Copy the lines of the items below word for word, starting at the line that contains "point: asphalt road" and ending at the line that contains "column 381, row 249". Include both of those lines.

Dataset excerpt
(begin)

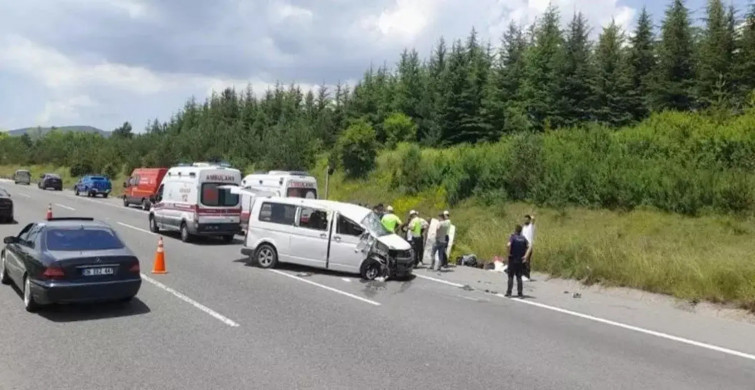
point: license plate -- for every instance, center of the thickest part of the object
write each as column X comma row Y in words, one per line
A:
column 97, row 271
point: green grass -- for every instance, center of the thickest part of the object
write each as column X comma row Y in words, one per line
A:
column 708, row 258
column 6, row 171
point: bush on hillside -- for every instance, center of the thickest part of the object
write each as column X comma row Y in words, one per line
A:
column 399, row 127
column 357, row 149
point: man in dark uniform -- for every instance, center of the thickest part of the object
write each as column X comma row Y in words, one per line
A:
column 519, row 249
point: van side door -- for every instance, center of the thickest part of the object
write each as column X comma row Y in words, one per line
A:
column 344, row 254
column 309, row 242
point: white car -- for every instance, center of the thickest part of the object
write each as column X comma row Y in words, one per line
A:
column 324, row 234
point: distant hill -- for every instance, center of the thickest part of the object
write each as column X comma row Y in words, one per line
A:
column 40, row 131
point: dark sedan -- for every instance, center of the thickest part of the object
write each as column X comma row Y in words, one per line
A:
column 6, row 207
column 51, row 180
column 69, row 260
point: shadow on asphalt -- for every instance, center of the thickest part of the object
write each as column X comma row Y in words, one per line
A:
column 202, row 240
column 93, row 311
column 89, row 311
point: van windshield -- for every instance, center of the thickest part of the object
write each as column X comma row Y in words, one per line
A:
column 308, row 193
column 372, row 222
column 217, row 197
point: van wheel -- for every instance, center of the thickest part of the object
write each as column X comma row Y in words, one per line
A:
column 153, row 225
column 266, row 256
column 185, row 235
column 371, row 270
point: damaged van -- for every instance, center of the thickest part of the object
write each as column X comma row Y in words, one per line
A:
column 325, row 234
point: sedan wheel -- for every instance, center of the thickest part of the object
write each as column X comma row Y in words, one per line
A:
column 29, row 303
column 4, row 279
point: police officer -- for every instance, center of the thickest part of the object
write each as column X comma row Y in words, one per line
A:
column 417, row 228
column 390, row 220
column 519, row 249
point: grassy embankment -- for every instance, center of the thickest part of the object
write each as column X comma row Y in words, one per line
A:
column 693, row 258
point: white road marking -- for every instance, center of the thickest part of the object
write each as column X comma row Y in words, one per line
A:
column 636, row 329
column 439, row 280
column 326, row 287
column 136, row 228
column 194, row 303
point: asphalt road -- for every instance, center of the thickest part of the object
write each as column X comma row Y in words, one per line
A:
column 215, row 322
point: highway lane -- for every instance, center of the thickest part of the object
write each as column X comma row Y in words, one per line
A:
column 294, row 334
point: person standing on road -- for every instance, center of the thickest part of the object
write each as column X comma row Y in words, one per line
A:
column 528, row 231
column 519, row 249
column 417, row 230
column 441, row 241
column 390, row 221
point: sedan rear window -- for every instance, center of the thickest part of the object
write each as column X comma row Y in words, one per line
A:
column 82, row 240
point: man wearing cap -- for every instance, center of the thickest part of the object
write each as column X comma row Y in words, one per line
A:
column 390, row 220
column 441, row 241
column 417, row 228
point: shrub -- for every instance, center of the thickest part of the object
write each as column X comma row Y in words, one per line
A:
column 357, row 149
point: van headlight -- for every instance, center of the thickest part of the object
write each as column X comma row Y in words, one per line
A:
column 381, row 249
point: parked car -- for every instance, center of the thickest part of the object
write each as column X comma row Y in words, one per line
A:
column 69, row 260
column 93, row 185
column 324, row 234
column 22, row 176
column 6, row 207
column 141, row 187
column 50, row 180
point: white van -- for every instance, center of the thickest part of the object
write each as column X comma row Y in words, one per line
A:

(end)

◆ **Completed exercise**:
point: asphalt road -- for every instance, center of the thickest part of the object
write each as column X comma row Y in words, one per line
A:
column 215, row 322
point: highway lane -- for every instance, center of the thickest part of the object
write each as column X comma row Y in words, one per line
A:
column 294, row 334
point: person standing on road -- for every instance, center of the thickest part of the object
write each as column X comma row Y in words, one per line
A:
column 528, row 231
column 519, row 249
column 417, row 230
column 441, row 241
column 390, row 221
point: sedan rear window -- for every instance, center of the thickest part of the object
write each as column X comma row Y in words, one per line
A:
column 82, row 240
point: man wearing cap -- for every instance, center of the thickest part of the object
write each as column X comma row Y in words, one per line
A:
column 390, row 220
column 441, row 241
column 417, row 228
point: shrub -- for every instance, center of the thickest part of the object
write each as column X comma row Y in words, one per line
A:
column 357, row 149
point: van headlight -- for every instance, center of the thickest part of the object
write each as column X comma row Y in words, one per line
A:
column 381, row 249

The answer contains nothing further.